* WHAT TO WORK ON:
From the listing below, extract everything from the line containing "Annotate the dense" down to the line containing "column 281, row 251", inclusive of both, and reproduce those lines verbatim.

==========

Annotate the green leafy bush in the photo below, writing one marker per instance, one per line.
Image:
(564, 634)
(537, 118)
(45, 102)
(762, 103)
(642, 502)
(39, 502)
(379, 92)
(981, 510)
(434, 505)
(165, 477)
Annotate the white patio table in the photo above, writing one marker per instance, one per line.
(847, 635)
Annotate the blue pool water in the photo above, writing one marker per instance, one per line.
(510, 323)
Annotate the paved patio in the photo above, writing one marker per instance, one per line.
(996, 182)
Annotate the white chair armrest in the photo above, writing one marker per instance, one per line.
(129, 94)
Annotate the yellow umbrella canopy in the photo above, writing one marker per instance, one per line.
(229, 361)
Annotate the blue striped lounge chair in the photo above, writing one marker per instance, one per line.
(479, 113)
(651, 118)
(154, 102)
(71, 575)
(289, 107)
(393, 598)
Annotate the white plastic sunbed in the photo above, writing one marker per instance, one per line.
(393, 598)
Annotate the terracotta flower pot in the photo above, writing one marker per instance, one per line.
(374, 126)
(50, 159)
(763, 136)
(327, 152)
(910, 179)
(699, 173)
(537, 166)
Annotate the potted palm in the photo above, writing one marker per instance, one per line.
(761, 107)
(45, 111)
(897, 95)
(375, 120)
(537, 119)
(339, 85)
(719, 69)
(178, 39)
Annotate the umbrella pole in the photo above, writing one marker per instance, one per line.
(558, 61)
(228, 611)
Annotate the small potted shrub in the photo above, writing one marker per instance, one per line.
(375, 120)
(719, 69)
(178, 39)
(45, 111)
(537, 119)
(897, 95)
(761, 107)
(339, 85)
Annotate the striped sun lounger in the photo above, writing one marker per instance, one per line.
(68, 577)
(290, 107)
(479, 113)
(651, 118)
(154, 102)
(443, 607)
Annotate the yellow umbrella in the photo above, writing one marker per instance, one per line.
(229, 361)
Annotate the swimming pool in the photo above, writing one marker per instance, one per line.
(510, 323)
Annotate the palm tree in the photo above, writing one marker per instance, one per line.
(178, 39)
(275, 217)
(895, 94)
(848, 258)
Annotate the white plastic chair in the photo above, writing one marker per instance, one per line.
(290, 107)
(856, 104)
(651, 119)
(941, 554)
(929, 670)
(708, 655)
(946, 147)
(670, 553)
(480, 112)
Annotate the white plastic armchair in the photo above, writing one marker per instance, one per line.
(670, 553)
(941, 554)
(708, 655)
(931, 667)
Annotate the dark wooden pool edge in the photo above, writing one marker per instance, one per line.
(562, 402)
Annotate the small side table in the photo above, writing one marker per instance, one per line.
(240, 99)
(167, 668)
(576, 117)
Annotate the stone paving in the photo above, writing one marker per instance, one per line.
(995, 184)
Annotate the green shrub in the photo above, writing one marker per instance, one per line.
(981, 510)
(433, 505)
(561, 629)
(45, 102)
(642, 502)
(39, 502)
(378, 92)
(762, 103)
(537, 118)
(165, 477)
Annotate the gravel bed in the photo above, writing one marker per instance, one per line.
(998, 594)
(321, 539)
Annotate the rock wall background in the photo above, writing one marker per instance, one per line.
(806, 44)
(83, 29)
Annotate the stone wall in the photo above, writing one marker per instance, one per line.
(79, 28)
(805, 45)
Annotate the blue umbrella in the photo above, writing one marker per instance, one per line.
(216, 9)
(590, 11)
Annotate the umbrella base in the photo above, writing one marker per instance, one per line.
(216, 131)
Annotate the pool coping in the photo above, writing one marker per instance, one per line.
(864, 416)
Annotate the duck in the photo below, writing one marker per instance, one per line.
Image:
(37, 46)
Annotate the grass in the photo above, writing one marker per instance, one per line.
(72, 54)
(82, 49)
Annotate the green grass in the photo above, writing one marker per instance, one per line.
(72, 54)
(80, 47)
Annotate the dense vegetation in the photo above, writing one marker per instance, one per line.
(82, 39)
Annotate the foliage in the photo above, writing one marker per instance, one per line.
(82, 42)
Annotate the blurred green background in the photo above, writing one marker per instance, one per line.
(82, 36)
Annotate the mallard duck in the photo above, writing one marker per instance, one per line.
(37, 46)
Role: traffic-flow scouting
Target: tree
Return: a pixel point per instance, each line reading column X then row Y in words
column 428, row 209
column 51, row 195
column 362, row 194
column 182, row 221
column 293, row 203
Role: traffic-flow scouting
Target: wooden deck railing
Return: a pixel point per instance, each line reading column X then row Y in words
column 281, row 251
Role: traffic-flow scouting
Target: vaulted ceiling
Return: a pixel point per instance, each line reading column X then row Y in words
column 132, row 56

==========

* TASK RESULT:
Annotate the dense vegetation in the photo above, writing one marker per instance, one per line.
(82, 39)
Annotate the foliage in the photo above, writing one marker per instance, one per line.
(82, 42)
Annotate the blurred green background in the photo above, writing one marker per instance, one per line.
(82, 36)
Annotate the mallard duck in the photo above, writing one marker per instance, one per line.
(37, 46)
Role: traffic-flow scouting
Target: tree
Return: a pixel point per instance, each line reading column X then row Y in words
column 428, row 209
column 51, row 195
column 362, row 194
column 182, row 221
column 293, row 203
Role: traffic-flow scouting
Target: wooden deck railing
Return: a pixel point per instance, each line reading column X then row Y in words
column 281, row 251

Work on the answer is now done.